### Do this
Pictures aside, write out every record exactly as it appears.

[Labeled-object pointing entries]

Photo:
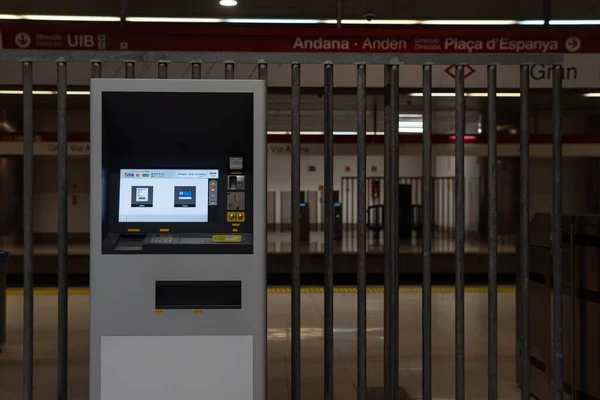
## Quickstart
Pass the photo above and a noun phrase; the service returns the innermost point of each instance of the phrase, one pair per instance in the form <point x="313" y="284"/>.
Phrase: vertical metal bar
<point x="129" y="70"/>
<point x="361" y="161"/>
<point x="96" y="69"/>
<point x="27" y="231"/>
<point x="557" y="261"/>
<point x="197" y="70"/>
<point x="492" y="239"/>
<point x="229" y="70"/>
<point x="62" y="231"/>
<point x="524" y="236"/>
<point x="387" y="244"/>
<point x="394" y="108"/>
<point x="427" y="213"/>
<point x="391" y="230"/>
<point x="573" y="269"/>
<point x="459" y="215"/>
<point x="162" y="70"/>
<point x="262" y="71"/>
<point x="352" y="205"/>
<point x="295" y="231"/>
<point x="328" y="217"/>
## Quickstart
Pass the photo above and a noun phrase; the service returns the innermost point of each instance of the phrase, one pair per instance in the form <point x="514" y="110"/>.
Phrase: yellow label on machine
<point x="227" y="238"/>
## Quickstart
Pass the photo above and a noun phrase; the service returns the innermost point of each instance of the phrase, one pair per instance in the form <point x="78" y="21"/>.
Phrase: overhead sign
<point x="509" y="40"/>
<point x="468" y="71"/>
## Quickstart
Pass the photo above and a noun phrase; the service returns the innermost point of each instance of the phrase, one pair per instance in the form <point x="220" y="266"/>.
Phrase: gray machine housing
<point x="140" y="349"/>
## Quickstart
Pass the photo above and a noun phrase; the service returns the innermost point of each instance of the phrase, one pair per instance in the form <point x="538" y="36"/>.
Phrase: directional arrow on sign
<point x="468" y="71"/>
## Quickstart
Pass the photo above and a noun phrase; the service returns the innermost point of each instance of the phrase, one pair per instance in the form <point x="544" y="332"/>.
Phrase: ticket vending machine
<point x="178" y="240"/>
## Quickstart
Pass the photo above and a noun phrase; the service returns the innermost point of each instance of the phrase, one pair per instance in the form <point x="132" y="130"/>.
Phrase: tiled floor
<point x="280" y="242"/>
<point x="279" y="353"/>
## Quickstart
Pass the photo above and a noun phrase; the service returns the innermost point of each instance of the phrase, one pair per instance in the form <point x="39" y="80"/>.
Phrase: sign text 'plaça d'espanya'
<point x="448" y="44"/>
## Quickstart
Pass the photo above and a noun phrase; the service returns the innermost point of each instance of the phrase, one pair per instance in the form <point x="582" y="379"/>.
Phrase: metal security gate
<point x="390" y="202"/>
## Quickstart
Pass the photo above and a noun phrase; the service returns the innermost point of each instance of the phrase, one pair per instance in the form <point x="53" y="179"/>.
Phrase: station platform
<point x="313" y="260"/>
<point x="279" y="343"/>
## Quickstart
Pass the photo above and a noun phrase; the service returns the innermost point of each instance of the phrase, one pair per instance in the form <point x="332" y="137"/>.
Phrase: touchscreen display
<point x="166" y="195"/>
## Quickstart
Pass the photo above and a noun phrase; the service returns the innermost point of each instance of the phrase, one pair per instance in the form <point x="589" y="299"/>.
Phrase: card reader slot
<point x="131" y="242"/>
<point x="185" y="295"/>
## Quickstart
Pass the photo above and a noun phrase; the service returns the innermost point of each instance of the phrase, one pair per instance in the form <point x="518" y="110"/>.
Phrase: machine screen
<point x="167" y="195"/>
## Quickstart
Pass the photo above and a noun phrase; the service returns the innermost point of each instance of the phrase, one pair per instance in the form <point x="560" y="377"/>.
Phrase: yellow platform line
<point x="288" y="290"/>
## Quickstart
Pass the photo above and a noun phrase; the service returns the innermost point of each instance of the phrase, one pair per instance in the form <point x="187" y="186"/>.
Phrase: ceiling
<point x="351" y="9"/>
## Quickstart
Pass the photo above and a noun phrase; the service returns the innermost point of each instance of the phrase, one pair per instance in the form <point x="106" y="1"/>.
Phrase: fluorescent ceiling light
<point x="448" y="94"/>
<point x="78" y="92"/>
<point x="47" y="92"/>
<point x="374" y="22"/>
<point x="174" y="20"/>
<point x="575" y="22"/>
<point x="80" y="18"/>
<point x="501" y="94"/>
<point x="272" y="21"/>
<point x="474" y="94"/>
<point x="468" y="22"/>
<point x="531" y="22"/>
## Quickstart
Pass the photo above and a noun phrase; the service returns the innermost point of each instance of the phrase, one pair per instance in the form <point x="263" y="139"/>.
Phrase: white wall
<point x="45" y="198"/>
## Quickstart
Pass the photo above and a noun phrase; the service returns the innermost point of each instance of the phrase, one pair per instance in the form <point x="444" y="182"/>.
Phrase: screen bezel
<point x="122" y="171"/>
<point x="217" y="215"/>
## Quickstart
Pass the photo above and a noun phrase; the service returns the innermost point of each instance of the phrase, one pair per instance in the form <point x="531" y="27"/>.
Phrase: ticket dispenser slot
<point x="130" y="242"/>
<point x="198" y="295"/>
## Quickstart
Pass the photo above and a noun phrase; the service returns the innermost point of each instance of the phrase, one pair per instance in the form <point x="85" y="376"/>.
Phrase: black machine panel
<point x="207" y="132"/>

### Task response
Photo:
## Quickstart
Pass the photo above and a noun phrase; the service returns the innermost point of each instance of the phrase, one pair per instance in the form <point x="313" y="284"/>.
Phrase: vertical metal bar
<point x="129" y="70"/>
<point x="361" y="161"/>
<point x="96" y="69"/>
<point x="27" y="231"/>
<point x="557" y="261"/>
<point x="197" y="70"/>
<point x="492" y="239"/>
<point x="229" y="70"/>
<point x="62" y="231"/>
<point x="524" y="236"/>
<point x="387" y="244"/>
<point x="394" y="108"/>
<point x="427" y="213"/>
<point x="391" y="230"/>
<point x="573" y="269"/>
<point x="459" y="215"/>
<point x="162" y="70"/>
<point x="262" y="71"/>
<point x="352" y="205"/>
<point x="295" y="231"/>
<point x="328" y="217"/>
## Quickstart
Pass the photo above and a noun phrase; the service returns the innermost point of each instance of the phrase, one pair per instance in the form <point x="514" y="110"/>.
Phrase: yellow label on machine
<point x="227" y="238"/>
## Quickstart
Pass the photo above and a noun phrase; the service returns the innermost point of each instance of the phrase, one pair per instance in the form <point x="78" y="21"/>.
Phrase: overhead sign
<point x="509" y="40"/>
<point x="468" y="71"/>
## Quickstart
Pass the photo above and a noun phrase; the service returns the innermost point of each instance of the phrase, one pair per instance in the form <point x="220" y="266"/>.
Phrase: gray machine housing
<point x="140" y="349"/>
## Quickstart
Pass the photo above and a noun phrase; the service returns the innermost point of each instance of the phrase, one pair per instance in the form <point x="538" y="36"/>.
Phrase: directional arrow on sign
<point x="468" y="71"/>
## Quickstart
Pass the photo above and a noun phrase; the service returns the innermost point of each instance of the phrase, one pair per instance in the form <point x="544" y="332"/>.
Phrase: ticket vending machine
<point x="178" y="240"/>
## Quickstart
Pass the photo above and a noun phrase; the service returns the innermost point of each instance of the phrase, one pair per instance in the form <point x="132" y="130"/>.
Phrase: tiled floor
<point x="280" y="242"/>
<point x="279" y="353"/>
## Quickstart
Pass the photo above and a noun phrase; the service returns the innermost point of each instance of the phrase, one pair per instance in the form <point x="39" y="80"/>.
Phrase: sign text 'plaça d'espanya'
<point x="448" y="44"/>
## Quickstart
Pass the photo above and a noun phrase; the service returns the innermost point of each instance of the phrase, one pair per instance in the form <point x="582" y="379"/>.
Phrase: metal security gate
<point x="390" y="202"/>
## Quickstart
Pass the photo above and a noun phrase; the service returns the innermost point of each instance of the phrase, one pair per instance in the form <point x="53" y="179"/>.
Phrase: station platform
<point x="313" y="260"/>
<point x="279" y="343"/>
## Quickstart
Pass the photo above and a noun phrase; the service returns the innermost point of each instance of the phrase, one pair per instance in the form <point x="332" y="137"/>.
Phrase: touchscreen display
<point x="166" y="195"/>
## Quickstart
Pass the photo above and a noun phrase; the service returns the innermost point of each instance of the phrase, one pair per instance in the form <point x="589" y="299"/>.
Phrase: card reader slot
<point x="131" y="242"/>
<point x="185" y="295"/>
## Quickstart
Pass the photo above and a noun phrase; the service returns the innermost point of each instance of the phrase, one pair per instance in the form <point x="518" y="110"/>.
Phrase: machine screen
<point x="167" y="195"/>
## Quickstart
Pass the photo above and a noun phrase; the service returns the innermost point of each instance of the phrase, one pair per instance in the form <point x="560" y="377"/>.
Phrase: yellow platform line
<point x="288" y="290"/>
## Quickstart
Pass the photo above and a noun phrase; the service returns the innermost point of each instance of the phrase, one pair per instance in the form <point x="187" y="186"/>.
Phrase: ceiling
<point x="351" y="9"/>
## Quickstart
Pass the photo above and a noun phrase; the service returns the innermost point of each instance of the phrase, one pair per instance in the form <point x="106" y="1"/>.
Phrase: fluorescent ceiling light
<point x="448" y="94"/>
<point x="78" y="92"/>
<point x="47" y="92"/>
<point x="374" y="22"/>
<point x="174" y="20"/>
<point x="575" y="22"/>
<point x="80" y="18"/>
<point x="501" y="94"/>
<point x="272" y="21"/>
<point x="474" y="94"/>
<point x="468" y="22"/>
<point x="531" y="22"/>
## Quickstart
Pass the photo above and a noun phrase; the service returns the innermost point of each instance of the phrase, one pair per instance in the form <point x="263" y="139"/>.
Phrase: white wall
<point x="45" y="198"/>
## Quickstart
Pass the photo above and a noun phrase; the service returns the innermost point of each instance of the phrase, one pair per instance in the form <point x="444" y="182"/>.
Phrase: screen bezel
<point x="122" y="171"/>
<point x="217" y="215"/>
## Quickstart
Pass the photo above and a noun phrase; the service returns the innermost point of each instance of the phrase, one pair per instance in the form <point x="531" y="27"/>.
Phrase: ticket dispenser slot
<point x="130" y="242"/>
<point x="198" y="295"/>
## Quickstart
Pass the photo above and a noun phrase; the service returns the innermost point of each instance of the phrase, one pair per instance in the form <point x="85" y="376"/>.
Phrase: black machine panel
<point x="207" y="132"/>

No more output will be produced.